▶ [CONSEGNA]: Disponga tutte le righe dell'elenco in una tabella Markdown con le colonne «N.» e «Riga». Indichi per ciascuna il numero progressivo e ometta le righe vuote.

▶ [MATERIALE FORNITO]:
● ● ●

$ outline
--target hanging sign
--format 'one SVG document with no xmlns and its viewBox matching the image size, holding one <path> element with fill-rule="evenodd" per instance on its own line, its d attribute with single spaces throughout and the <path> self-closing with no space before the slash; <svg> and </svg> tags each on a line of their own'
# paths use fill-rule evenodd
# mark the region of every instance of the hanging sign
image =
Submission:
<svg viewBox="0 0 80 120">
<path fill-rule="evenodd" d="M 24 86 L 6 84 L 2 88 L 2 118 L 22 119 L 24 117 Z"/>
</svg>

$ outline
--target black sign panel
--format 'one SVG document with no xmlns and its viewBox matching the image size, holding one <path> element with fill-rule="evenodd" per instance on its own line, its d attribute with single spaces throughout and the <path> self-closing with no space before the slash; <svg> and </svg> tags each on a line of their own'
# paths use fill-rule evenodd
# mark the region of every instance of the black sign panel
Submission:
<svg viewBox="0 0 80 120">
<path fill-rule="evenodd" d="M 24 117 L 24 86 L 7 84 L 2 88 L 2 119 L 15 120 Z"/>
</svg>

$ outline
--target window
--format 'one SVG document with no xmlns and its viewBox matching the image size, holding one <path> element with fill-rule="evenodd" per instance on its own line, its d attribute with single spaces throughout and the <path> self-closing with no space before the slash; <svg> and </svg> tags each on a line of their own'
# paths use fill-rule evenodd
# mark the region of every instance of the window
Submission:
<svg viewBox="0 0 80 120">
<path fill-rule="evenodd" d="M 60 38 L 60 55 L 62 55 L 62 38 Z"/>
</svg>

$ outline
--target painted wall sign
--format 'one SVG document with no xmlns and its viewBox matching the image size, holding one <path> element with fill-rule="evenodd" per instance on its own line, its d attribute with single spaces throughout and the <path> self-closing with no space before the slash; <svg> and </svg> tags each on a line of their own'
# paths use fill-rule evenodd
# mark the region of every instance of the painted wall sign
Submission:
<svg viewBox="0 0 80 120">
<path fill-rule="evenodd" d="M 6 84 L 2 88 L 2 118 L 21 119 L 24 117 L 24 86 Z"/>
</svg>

● ● ●

▶ [RISULTATO COMPLETO]:
| N. | Riga |
|---|---|
| 1 | $ outline |
| 2 | --target hanging sign |
| 3 | --format 'one SVG document with no xmlns and its viewBox matching the image size, holding one <path> element with fill-rule="evenodd" per instance on its own line, its d attribute with single spaces throughout and the <path> self-closing with no space before the slash; <svg> and </svg> tags each on a line of their own' |
| 4 | # paths use fill-rule evenodd |
| 5 | # mark the region of every instance of the hanging sign |
| 6 | image = |
| 7 | Submission: |
| 8 | <svg viewBox="0 0 80 120"> |
| 9 | <path fill-rule="evenodd" d="M 24 86 L 6 84 L 2 88 L 2 118 L 22 119 L 24 117 Z"/> |
| 10 | </svg> |
| 11 | $ outline |
| 12 | --target black sign panel |
| 13 | --format 'one SVG document with no xmlns and its viewBox matching the image size, holding one <path> element with fill-rule="evenodd" per instance on its own line, its d attribute with single spaces throughout and the <path> self-closing with no space before the slash; <svg> and </svg> tags each on a line of their own' |
| 14 | # paths use fill-rule evenodd |
| 15 | # mark the region of every instance of the black sign panel |
| 16 | Submission: |
| 17 | <svg viewBox="0 0 80 120"> |
| 18 | <path fill-rule="evenodd" d="M 24 117 L 24 86 L 7 84 L 2 88 L 2 119 L 15 120 Z"/> |
| 19 | </svg> |
| 20 | $ outline |
| 21 | --target window |
| 22 | --format 'one SVG document with no xmlns and its viewBox matching the image size, holding one <path> element with fill-rule="evenodd" per instance on its own line, its d attribute with single spaces throughout and the <path> self-closing with no space before the slash; <svg> and </svg> tags each on a line of their own' |
| 23 | # paths use fill-rule evenodd |
| 24 | # mark the region of every instance of the window |
| 25 | Submission: |
| 26 | <svg viewBox="0 0 80 120"> |
| 27 | <path fill-rule="evenodd" d="M 60 38 L 60 55 L 62 55 L 62 38 Z"/> |
| 28 | </svg> |
| 29 | $ outline |
| 30 | --target painted wall sign |
| 31 | --format 'one SVG document with no xmlns and its viewBox matching the image size, holding one <path> element with fill-rule="evenodd" per instance on its own line, its d attribute with single spaces throughout and the <path> self-closing with no space before the slash; <svg> and </svg> tags each on a line of their own' |
| 32 | # paths use fill-rule evenodd |
| 33 | # mark the region of every instance of the painted wall sign |
| 34 | Submission: |
| 35 | <svg viewBox="0 0 80 120"> |
| 36 | <path fill-rule="evenodd" d="M 6 84 L 2 88 L 2 118 L 21 119 L 24 117 L 24 86 Z"/> |
| 37 | </svg> |